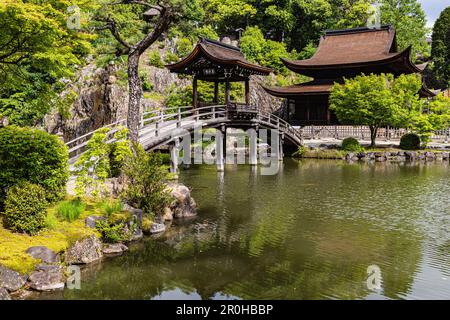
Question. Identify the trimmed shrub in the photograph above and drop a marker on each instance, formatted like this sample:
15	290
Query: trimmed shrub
111	232
112	206
351	145
146	182
33	155
25	208
410	141
71	210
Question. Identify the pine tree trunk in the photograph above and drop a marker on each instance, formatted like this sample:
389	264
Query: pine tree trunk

**EXERCISE PROMPT**
Set out, exactly as written, the lines from the line with "Query: trimmed shrub" to the last line of the records, inclusive, and only those lines.

**SOLVED EXERCISE**
Query: trimmed shrub
111	232
112	206
351	145
146	182
33	155
25	208
410	141
71	210
Question. Identify the pine tree trunk in the photograph above and drop a marker on each instance, formatted like this sample:
389	264
Query: pine tree trunk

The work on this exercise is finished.